### Problem to work on
Answer these questions about the editorial on the MeRCI hypothesis and psychosis:
(a) What does the editorial say the presence of delusions in patients with psychosis may be considered a testimony to?
(b) Who is named as a famous example of psychotic disorders afflicting the brightest among us?
(c) Whose view is cited that reality always lags behind the undecidedness of the future and the superfluidity of our expectations?

--- Text segment Enclosed Below ---

The major clinical implication of the MeRCI hypothesis for psychosis formation is that patients with psychotic disorders have cognitive strengths. The presence of delusions in patients with psychosis may be considered as a testimony to a preserved, albeit error-prone, inferential thinking. This of course gives a strong justification for the utility of cognitive remediation. In fact, there is now a large literature indicating that cognitive therapy is effective in many forms of psychotic states.24 Another clinical implication of this hypothesis is the possibility of targeting youth within the MeRCI for indicated prevention of psychotic disorders. Up until now, studies investigating groups at high risk for psychotic disorders did not include much consideration for cognitive abilities. It will be interesting to monitor conversion rates in youth at high risk for psychotic disorders as a function of their cognitive abilities or the change of their cognitive abilities over time. Alternatively, it will be interesting to develop specific interventions targeting faulty inferential thinking and to test their efficacy in preventing conversion to psychotic states in patients with high-risk states who show dysfunctional inferential thinking.
This editorial has covered a number of issues. First, there is no doubt that delusions and other psychotic symptoms are very complex and difficult to grasp within a simple framework. Second, using the neuropsychological account of delusions, I propose that delusions, and possibly other aspects of the psychotic symptoms, are more likely to emerge under a MeRCI, although these are neither necessary nor sufficient to the development of psychosis. Third, given that the association between this MeRCI and psychotic symptoms is observed under a large array of pathological conditions (neurodegenerative and neurodevelopmental) and genetic mutations, it is very likely that the basic mechanisms that predispose to psychosis are extremely heterogeneous, but they tend to funnel into cognitive deficits that are compatible with preserved, although quite error-prone, inferential thinking. However, it remains puzzling that psychotic disorders can afflict the brightest among us (John Nash is a famous example). Even in the absence of cognitive bias or intellectual deficits, human beings may become delusional. As Gadamer posited, reality always lags behind the undecidedness of the future and the superfluidity of our expectations. Desires, aspirations and fears of our undecided future may transform this lagging reality into delusions, particularly when our biological/genetic and personal histories aid this transformation.

--- End of Enclosed Text segment ---
--- Records Enclosed Below ---

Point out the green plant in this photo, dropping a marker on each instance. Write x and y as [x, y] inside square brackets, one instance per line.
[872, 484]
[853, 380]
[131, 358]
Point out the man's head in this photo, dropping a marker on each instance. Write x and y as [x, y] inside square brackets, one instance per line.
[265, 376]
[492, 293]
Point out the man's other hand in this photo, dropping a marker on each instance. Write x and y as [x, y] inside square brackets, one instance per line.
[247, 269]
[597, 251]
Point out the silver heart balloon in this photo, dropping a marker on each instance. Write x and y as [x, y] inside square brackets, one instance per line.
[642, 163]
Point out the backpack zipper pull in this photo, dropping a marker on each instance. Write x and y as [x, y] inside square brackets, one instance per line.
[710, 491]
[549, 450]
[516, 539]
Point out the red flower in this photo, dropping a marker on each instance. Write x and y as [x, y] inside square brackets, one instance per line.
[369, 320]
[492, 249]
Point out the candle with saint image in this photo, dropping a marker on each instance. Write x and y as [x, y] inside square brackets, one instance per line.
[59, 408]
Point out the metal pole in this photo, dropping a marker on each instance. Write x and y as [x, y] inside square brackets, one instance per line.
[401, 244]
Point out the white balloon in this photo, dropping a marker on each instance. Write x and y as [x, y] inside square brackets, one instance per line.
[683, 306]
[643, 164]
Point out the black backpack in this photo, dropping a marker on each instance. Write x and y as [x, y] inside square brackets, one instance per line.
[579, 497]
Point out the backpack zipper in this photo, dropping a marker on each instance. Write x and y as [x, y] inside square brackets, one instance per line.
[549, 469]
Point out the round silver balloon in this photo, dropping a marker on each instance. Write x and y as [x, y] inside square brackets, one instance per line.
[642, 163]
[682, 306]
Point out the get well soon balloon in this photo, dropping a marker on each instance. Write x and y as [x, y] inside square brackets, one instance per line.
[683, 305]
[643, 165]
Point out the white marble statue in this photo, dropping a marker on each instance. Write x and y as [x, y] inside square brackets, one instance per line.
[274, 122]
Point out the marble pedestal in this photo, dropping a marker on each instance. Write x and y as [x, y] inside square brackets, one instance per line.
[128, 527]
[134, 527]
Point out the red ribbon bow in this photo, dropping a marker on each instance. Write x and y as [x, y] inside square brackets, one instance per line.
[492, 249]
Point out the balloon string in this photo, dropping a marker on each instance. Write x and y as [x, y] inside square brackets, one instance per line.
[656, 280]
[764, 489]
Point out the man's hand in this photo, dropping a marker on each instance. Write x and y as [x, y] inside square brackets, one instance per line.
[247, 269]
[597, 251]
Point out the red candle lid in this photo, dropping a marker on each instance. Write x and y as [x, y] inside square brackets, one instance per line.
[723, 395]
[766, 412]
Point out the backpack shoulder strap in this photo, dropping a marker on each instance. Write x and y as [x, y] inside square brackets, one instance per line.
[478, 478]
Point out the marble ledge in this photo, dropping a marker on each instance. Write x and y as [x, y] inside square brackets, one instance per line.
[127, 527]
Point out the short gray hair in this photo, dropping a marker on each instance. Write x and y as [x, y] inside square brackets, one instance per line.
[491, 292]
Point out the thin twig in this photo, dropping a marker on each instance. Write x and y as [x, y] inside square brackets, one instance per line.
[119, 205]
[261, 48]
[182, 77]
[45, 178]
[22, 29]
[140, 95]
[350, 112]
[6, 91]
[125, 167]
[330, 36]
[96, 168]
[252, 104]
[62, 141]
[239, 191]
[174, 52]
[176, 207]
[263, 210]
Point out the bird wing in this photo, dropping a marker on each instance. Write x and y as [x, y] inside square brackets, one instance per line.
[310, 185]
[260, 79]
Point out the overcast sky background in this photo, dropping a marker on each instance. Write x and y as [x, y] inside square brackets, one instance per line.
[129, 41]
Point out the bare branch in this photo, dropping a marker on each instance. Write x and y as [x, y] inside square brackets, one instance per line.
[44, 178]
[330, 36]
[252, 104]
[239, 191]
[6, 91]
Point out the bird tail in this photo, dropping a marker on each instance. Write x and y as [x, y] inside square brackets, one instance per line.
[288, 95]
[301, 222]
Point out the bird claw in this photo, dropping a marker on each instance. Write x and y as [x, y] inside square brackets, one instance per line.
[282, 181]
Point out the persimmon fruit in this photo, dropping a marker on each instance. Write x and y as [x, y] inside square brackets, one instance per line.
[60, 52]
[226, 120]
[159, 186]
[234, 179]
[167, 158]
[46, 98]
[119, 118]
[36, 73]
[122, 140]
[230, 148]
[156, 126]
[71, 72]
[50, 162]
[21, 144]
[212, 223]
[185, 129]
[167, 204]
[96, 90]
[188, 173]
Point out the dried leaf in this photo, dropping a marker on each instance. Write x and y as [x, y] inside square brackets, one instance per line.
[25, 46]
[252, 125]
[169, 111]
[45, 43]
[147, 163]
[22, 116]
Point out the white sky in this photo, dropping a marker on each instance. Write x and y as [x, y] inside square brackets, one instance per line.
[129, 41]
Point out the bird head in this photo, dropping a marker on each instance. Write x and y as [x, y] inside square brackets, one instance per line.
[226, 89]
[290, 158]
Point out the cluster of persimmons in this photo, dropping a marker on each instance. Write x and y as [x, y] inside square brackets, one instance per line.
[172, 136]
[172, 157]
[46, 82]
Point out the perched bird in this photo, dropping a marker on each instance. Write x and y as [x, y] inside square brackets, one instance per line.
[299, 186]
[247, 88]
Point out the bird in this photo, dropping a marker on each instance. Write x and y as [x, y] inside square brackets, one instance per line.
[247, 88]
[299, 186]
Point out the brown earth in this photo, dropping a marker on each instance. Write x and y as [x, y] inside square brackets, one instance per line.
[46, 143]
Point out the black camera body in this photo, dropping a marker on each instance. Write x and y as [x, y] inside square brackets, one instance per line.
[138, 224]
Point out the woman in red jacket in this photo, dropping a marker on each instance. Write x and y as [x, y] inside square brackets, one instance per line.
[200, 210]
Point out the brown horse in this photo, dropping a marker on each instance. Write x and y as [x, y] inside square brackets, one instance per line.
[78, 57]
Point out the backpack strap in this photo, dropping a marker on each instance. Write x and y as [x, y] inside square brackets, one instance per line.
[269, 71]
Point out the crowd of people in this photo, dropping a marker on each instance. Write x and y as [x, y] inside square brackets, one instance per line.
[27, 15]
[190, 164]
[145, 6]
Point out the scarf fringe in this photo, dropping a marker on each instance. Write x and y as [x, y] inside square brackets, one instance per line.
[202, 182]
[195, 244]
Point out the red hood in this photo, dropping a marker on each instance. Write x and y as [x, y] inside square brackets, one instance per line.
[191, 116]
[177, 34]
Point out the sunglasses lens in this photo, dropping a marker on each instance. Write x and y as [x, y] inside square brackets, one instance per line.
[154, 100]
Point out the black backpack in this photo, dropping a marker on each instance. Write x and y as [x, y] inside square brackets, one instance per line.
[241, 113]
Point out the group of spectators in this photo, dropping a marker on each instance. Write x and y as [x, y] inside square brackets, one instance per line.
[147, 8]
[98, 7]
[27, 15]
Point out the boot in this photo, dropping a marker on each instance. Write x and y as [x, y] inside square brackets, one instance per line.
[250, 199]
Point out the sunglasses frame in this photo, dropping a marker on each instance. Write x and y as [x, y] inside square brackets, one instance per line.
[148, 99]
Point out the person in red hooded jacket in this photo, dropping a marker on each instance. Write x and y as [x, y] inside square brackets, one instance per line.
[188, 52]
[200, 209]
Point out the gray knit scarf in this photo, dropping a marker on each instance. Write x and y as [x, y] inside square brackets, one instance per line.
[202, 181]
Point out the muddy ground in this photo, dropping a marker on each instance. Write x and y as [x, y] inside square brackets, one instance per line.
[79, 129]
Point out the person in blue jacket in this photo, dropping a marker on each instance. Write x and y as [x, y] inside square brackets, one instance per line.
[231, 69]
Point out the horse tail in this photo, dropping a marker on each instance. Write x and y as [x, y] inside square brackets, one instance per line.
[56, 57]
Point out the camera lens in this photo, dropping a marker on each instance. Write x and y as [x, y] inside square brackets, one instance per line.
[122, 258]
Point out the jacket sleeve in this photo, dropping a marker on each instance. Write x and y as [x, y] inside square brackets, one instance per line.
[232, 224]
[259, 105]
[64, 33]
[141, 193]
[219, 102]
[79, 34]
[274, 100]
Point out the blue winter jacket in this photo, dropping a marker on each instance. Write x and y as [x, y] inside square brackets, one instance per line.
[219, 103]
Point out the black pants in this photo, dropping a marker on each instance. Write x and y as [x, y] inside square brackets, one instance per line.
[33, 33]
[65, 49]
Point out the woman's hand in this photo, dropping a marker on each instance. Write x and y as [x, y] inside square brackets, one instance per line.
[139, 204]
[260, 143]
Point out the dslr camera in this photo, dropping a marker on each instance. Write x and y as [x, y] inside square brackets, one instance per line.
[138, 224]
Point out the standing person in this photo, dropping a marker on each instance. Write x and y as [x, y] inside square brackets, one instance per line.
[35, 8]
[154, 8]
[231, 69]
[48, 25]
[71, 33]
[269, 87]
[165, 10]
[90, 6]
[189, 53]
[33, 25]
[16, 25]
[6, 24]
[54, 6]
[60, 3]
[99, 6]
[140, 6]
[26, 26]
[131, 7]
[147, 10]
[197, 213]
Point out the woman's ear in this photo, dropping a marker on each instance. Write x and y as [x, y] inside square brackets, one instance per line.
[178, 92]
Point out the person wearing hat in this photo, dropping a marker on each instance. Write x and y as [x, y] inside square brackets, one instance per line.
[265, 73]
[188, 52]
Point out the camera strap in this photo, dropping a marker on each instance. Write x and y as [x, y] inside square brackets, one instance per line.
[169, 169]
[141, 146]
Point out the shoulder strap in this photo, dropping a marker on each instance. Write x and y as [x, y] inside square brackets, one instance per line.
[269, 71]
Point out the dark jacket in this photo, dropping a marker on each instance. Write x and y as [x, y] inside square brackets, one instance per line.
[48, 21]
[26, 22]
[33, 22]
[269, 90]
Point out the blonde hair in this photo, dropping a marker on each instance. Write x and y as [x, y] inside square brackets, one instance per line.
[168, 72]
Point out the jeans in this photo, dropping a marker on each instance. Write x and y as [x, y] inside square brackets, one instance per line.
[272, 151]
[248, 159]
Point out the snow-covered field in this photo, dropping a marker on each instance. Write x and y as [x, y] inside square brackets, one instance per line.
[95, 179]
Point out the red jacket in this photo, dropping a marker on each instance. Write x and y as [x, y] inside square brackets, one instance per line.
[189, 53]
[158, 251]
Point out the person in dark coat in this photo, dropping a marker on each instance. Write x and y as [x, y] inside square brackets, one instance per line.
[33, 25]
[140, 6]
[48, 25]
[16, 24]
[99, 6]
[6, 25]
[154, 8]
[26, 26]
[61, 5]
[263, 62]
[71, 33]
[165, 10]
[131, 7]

--- End of Enclosed Records ---

### Exercise output
(a) A preserved, albeit error-prone, inferential thinking.
(b) John Nash.
(c) Gadamer's.